• [WHAT THE TASK REQUIRES]: Below are the records; copy out every line that holds the word "dark".

• [MATERIAL PROVIDED]:
>>>>

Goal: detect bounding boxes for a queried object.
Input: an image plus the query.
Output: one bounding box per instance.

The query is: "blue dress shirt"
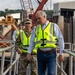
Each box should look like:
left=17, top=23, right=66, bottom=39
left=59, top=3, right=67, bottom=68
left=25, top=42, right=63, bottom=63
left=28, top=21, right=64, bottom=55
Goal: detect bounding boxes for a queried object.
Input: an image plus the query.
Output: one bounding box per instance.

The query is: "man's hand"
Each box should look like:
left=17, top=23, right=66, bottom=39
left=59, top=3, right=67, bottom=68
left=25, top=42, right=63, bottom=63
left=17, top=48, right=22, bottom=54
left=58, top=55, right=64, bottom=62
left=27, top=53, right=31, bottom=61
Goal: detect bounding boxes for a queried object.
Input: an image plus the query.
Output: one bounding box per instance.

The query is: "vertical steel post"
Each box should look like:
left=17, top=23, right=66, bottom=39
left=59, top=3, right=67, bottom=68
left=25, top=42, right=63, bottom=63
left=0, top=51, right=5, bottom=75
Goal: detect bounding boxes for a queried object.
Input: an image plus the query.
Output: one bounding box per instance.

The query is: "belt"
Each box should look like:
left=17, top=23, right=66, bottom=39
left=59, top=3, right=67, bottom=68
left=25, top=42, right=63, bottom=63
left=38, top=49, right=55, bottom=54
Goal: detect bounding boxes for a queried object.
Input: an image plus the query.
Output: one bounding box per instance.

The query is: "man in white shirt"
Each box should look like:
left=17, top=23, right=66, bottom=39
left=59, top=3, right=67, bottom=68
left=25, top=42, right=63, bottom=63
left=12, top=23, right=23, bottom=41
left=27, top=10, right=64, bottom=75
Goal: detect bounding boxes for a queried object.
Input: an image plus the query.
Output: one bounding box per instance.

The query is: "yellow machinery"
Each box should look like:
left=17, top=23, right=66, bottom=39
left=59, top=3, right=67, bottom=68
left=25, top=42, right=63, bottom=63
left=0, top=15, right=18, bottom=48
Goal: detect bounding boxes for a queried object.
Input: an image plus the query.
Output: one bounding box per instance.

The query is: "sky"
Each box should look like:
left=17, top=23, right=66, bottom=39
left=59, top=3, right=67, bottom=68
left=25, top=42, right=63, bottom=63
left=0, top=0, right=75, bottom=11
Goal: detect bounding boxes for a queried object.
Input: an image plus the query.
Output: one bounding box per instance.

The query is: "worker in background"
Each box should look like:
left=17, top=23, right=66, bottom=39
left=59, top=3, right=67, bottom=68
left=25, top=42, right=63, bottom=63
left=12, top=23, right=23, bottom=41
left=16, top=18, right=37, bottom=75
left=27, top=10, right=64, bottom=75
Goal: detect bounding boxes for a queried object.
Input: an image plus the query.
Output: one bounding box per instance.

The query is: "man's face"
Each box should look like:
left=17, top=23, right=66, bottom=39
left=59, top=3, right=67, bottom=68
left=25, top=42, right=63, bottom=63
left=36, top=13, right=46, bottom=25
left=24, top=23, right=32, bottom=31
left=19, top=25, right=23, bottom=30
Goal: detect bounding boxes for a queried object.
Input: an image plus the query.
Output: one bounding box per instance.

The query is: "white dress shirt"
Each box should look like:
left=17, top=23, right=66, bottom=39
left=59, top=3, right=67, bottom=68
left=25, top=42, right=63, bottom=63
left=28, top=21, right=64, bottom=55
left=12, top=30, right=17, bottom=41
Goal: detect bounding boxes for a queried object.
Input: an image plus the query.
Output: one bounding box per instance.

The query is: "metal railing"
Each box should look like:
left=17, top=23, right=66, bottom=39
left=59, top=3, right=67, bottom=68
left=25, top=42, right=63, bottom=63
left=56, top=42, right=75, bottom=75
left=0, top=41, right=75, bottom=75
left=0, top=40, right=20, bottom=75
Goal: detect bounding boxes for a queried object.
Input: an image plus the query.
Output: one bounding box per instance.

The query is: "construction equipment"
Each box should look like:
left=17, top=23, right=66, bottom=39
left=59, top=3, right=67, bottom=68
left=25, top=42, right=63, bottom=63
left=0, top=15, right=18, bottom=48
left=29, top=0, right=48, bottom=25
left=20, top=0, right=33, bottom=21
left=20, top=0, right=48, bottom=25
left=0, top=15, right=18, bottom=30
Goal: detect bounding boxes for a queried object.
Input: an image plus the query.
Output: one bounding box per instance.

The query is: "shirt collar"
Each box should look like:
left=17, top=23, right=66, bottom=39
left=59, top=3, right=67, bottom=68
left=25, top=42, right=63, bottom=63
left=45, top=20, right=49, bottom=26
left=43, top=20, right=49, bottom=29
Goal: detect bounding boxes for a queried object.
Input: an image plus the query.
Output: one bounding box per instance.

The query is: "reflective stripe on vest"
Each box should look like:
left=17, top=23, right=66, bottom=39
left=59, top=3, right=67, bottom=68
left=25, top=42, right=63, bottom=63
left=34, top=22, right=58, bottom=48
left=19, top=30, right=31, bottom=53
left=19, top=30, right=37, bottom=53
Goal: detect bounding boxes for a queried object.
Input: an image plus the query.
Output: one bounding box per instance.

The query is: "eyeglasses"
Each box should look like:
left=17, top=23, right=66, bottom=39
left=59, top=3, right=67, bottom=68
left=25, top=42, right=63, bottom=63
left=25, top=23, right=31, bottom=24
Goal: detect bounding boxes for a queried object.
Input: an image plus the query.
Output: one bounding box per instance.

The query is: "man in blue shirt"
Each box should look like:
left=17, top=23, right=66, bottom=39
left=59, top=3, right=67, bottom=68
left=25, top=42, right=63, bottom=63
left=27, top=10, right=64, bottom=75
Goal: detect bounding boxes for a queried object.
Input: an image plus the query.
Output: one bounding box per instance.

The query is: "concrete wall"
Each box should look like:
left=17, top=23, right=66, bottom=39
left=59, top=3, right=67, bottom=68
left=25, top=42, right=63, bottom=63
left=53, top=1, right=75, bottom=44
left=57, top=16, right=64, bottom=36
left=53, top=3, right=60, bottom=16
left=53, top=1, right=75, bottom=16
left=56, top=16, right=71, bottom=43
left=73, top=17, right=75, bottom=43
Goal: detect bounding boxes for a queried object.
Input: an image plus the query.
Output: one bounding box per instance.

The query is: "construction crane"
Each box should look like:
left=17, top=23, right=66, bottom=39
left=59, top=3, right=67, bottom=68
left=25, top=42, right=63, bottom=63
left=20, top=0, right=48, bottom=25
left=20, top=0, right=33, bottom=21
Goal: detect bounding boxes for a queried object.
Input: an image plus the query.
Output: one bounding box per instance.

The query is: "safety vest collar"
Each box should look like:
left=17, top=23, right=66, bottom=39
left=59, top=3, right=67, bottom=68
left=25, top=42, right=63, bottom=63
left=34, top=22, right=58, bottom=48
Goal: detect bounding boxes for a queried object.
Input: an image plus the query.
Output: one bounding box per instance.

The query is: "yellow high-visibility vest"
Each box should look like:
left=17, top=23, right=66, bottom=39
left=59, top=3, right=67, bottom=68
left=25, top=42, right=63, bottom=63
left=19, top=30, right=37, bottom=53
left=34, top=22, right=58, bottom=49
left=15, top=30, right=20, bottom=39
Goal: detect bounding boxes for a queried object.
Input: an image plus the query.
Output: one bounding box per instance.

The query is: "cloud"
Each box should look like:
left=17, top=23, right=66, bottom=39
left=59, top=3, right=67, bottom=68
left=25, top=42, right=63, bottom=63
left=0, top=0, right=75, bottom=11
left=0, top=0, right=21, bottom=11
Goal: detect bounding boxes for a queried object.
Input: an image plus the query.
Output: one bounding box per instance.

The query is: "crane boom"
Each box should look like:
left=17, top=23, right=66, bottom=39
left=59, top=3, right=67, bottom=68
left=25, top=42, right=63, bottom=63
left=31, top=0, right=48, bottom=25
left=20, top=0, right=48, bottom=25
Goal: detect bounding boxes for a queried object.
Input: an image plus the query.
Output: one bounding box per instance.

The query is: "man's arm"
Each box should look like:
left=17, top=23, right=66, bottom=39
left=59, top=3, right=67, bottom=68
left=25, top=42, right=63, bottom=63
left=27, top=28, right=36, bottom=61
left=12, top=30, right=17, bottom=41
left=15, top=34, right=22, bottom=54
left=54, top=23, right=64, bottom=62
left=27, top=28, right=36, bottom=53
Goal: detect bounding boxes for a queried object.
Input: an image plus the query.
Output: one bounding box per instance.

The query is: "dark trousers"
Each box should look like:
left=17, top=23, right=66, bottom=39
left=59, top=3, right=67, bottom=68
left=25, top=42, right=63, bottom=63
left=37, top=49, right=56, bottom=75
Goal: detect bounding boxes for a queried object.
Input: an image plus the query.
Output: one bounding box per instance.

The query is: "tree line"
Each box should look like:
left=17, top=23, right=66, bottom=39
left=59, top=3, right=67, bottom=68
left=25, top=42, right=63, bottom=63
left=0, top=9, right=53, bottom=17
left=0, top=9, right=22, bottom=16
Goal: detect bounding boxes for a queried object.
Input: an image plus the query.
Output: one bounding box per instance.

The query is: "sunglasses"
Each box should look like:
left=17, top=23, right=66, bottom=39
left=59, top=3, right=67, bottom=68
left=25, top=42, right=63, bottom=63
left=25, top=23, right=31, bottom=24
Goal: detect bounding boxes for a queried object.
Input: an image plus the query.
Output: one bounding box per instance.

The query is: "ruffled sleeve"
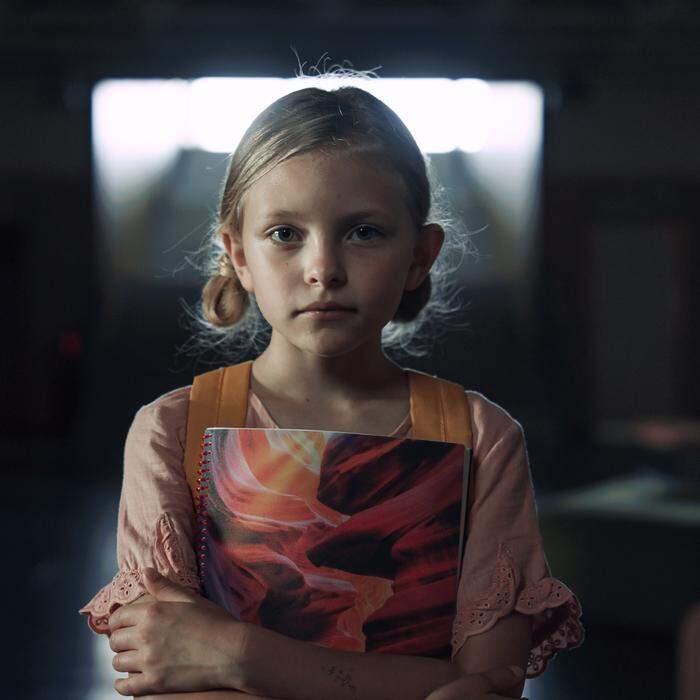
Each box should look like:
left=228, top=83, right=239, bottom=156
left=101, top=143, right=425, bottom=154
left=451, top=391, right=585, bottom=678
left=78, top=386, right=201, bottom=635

<<<<
>>>>

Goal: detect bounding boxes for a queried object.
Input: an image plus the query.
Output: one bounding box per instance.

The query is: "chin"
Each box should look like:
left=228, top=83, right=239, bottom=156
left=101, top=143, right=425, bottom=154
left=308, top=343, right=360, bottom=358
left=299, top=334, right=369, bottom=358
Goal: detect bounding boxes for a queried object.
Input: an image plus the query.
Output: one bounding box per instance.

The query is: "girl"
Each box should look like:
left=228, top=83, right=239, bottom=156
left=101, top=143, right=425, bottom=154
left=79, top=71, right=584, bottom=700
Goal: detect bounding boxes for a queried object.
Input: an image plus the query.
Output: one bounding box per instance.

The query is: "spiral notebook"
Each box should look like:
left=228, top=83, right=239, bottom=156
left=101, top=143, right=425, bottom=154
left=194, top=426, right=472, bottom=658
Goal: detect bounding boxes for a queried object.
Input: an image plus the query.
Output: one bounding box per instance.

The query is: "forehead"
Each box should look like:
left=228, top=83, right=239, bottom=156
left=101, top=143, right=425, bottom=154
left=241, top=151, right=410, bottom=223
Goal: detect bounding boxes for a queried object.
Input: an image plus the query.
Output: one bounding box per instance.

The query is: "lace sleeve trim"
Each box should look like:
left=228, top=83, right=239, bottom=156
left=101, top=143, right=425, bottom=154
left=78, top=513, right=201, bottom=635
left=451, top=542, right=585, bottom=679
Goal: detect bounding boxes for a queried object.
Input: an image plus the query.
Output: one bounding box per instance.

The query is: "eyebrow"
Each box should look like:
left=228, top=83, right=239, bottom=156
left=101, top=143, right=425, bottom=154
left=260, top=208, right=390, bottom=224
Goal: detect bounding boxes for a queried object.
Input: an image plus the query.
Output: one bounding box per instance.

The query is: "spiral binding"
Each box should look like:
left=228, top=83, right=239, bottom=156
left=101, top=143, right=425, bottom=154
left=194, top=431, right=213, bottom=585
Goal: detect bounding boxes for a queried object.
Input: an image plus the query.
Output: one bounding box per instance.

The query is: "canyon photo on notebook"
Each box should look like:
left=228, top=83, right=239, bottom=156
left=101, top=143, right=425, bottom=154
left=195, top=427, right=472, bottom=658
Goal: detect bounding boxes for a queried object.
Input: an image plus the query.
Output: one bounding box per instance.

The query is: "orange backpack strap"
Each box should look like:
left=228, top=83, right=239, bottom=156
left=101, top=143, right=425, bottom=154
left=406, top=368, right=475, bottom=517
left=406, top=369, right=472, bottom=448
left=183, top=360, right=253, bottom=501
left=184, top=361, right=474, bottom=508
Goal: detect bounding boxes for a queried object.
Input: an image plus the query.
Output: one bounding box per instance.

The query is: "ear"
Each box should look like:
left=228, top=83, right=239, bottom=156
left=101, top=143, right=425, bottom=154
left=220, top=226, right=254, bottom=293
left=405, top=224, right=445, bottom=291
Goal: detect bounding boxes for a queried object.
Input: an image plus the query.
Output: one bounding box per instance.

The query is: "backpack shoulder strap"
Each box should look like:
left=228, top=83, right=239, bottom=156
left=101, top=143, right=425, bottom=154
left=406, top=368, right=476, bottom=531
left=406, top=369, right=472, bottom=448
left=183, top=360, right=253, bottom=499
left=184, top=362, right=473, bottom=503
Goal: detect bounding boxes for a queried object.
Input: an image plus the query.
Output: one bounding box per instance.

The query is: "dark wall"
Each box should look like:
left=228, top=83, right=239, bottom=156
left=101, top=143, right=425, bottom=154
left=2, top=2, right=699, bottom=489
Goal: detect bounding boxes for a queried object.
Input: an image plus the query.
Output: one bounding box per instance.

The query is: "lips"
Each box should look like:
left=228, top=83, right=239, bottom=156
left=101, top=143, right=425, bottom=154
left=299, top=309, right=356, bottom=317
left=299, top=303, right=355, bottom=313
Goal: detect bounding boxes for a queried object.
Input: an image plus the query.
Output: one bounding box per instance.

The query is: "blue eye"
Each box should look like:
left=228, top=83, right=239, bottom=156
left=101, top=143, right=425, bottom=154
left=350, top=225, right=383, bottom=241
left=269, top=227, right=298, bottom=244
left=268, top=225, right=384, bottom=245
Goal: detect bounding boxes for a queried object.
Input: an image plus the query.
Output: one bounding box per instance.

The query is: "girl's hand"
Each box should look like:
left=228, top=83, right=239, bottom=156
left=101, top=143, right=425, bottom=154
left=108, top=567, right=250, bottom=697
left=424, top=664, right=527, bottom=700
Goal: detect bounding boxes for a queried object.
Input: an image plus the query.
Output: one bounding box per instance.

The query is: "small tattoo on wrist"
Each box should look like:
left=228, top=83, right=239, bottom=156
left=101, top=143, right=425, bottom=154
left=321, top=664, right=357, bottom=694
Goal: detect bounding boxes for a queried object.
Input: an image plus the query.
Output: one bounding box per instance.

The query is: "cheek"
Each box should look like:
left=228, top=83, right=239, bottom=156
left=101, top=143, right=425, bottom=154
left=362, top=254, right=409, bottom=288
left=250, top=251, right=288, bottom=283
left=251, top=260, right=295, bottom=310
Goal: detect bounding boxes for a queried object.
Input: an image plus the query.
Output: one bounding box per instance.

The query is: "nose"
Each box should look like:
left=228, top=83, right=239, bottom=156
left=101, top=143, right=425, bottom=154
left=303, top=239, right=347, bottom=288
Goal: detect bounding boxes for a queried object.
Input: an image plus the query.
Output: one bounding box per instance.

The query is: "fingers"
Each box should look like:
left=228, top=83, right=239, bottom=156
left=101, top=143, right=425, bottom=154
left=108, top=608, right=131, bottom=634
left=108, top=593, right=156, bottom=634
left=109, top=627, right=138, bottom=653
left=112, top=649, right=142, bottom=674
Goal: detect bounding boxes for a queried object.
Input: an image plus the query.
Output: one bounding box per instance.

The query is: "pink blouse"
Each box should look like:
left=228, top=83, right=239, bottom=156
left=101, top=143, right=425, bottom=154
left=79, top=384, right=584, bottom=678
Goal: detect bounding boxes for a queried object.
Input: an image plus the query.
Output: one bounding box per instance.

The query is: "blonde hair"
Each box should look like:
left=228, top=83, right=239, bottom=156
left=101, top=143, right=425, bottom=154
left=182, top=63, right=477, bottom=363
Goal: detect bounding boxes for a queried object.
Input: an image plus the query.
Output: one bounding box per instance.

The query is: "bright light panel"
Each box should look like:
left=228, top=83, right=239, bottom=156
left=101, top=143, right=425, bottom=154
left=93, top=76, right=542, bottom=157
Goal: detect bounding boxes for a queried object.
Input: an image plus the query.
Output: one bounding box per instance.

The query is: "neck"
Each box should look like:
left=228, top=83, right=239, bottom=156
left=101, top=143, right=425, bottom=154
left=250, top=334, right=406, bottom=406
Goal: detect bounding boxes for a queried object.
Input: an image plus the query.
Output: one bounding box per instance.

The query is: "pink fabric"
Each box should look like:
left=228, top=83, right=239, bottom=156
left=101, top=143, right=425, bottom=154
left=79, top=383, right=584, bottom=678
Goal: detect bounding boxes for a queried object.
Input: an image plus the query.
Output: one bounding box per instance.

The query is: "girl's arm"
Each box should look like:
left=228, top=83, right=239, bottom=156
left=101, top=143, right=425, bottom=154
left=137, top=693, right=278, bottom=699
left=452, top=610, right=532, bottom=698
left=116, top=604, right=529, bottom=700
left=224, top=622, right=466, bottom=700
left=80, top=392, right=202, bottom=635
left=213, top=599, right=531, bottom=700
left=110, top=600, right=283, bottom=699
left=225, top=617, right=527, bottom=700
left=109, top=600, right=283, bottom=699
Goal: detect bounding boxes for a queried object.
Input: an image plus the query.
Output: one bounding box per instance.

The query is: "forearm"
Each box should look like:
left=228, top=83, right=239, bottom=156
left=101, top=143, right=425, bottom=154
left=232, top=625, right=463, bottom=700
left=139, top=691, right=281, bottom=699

<<<<
>>>>

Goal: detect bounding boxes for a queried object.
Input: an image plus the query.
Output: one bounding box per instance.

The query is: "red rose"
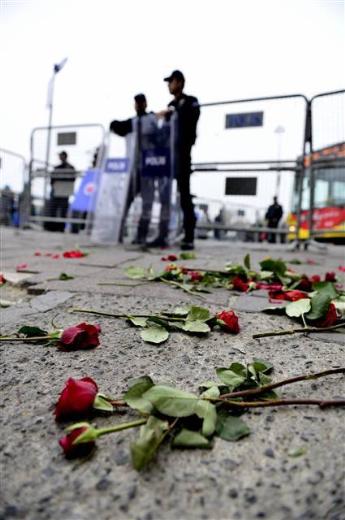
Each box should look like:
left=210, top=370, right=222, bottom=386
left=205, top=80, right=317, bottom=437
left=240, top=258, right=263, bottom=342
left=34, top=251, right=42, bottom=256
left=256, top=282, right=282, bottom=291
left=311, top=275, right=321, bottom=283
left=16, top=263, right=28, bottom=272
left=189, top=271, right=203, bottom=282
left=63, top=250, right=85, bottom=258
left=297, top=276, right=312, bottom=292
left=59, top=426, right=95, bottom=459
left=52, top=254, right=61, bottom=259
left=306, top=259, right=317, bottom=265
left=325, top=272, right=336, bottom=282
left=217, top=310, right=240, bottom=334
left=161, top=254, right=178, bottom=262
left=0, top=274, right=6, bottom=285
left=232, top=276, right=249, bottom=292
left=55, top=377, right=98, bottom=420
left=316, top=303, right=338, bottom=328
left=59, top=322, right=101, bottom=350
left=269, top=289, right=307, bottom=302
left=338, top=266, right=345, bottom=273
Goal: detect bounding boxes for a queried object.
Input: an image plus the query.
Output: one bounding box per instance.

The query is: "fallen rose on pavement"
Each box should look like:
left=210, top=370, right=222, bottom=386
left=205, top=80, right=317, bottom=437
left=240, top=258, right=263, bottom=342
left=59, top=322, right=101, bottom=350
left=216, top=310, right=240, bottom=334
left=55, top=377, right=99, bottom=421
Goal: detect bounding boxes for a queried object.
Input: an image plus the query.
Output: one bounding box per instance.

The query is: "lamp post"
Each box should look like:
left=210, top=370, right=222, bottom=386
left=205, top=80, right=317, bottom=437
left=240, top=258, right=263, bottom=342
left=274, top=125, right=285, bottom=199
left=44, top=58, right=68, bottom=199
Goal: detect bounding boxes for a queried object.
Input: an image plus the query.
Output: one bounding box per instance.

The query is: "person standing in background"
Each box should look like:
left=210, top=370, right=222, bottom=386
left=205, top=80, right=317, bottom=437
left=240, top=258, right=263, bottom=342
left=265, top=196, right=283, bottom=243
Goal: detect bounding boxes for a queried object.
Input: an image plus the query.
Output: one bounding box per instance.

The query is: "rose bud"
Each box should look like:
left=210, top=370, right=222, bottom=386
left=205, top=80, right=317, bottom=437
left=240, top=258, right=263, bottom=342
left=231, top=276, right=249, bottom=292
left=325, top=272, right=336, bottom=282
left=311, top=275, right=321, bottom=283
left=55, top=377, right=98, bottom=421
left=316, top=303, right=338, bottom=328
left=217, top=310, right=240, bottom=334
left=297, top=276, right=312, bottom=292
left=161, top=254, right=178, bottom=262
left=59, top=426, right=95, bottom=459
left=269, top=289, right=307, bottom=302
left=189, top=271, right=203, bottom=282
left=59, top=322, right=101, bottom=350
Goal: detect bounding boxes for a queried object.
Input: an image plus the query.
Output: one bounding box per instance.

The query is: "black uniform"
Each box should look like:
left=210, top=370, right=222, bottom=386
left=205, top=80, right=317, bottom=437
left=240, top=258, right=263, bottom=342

<<<<

• [FINISHED TASK]:
The query is: "dark trousers"
The query is: "dark wall"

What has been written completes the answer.